[Start of Attachment]

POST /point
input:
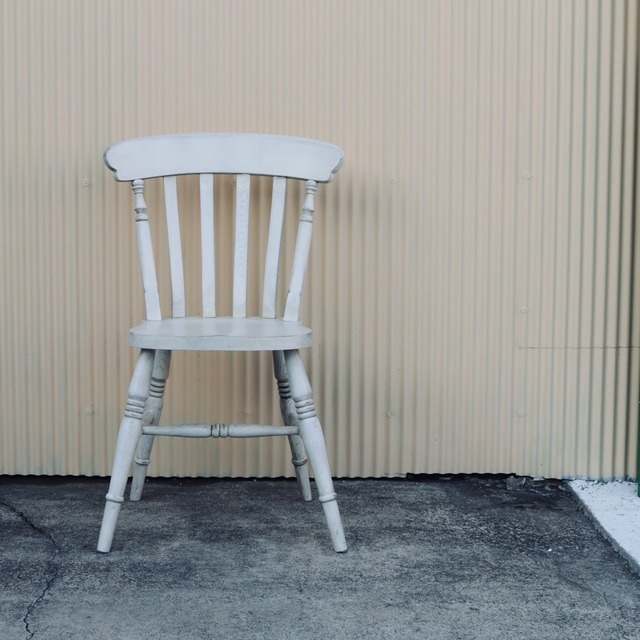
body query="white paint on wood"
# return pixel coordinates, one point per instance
(229, 153)
(221, 334)
(219, 430)
(175, 247)
(241, 253)
(272, 262)
(145, 251)
(301, 256)
(207, 238)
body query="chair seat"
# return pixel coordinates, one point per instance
(220, 334)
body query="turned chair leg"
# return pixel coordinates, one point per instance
(290, 417)
(311, 433)
(151, 416)
(128, 436)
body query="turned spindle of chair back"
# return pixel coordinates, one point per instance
(243, 156)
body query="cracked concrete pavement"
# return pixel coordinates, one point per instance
(459, 558)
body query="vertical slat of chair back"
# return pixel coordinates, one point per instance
(241, 251)
(145, 251)
(208, 244)
(272, 261)
(301, 255)
(175, 247)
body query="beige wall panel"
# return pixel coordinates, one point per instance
(474, 289)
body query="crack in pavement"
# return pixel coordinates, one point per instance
(56, 551)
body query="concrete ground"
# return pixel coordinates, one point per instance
(460, 558)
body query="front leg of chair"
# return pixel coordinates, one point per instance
(128, 436)
(151, 416)
(290, 417)
(311, 433)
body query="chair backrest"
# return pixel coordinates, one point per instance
(207, 155)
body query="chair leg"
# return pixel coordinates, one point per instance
(151, 416)
(311, 432)
(290, 417)
(128, 436)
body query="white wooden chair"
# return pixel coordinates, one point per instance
(241, 155)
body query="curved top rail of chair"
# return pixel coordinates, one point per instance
(228, 153)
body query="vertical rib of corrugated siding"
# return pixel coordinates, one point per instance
(474, 286)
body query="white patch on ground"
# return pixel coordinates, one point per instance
(615, 508)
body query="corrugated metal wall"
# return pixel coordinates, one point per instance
(474, 289)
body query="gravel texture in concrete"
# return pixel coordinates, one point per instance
(459, 558)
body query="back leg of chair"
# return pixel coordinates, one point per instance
(290, 417)
(311, 433)
(151, 416)
(128, 436)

[End of Attachment]

- Problem -
Give the material above again exactly as it stands, minus any images.

- Exercise answer -
POST /point
input:
body query="white paint on wood"
# return pixel coordinates, one point per instance
(229, 153)
(221, 334)
(219, 430)
(175, 247)
(241, 253)
(272, 262)
(145, 251)
(301, 256)
(207, 238)
body query="chair seat"
# return pixel coordinates, one point per instance
(220, 334)
body query="turned chair leg"
# return pixel coordinates, one point per instance
(290, 417)
(311, 433)
(151, 416)
(128, 436)
body query="turned spindle of chair back"
# return pixel coordinates, one point per instance
(243, 156)
body query="cracked concrete pavement"
# return pixel coordinates, one point per instance
(459, 558)
body query="vertical slat of chair back"
# return pixel coordinates, one point per instance
(241, 251)
(145, 251)
(208, 244)
(272, 261)
(301, 255)
(175, 247)
body query="beige wall panel"
# return pixel coordinates, one point per instance
(474, 289)
body query="crack in pavement"
# return pixel coordinates, one point per instance
(56, 551)
body query="concrete ground"
# return pixel coordinates, one point per instance
(460, 558)
body query="front leg of chair"
# return pixel coordinates, one point per instance
(128, 436)
(151, 416)
(290, 417)
(311, 433)
body query="chair backrest"
# return pixel coordinates, one point per instance
(207, 155)
body query="chair leg"
# return pixel coordinates, one point per instance
(151, 416)
(311, 432)
(290, 417)
(128, 436)
body query="white wooden chair"
# return pixel coordinates, one point per instance
(241, 155)
body query="curved top rail of chair"
# return pixel coordinates, one point per instance
(228, 153)
body query="vertical rib of corrugated siding"
# return pixel coordinates, one point per instance
(474, 286)
body query="white patch on ground"
# return pixel coordinates, one point per instance
(615, 508)
body query="corrugated metal wall"
# return pixel coordinates, one point per instance
(474, 289)
body query="gravel texture in concrete"
# return pixel coordinates, one point per instance
(459, 558)
body query="back leg of chair"
# return pixel coordinates, one point per instance
(290, 417)
(311, 433)
(151, 416)
(128, 436)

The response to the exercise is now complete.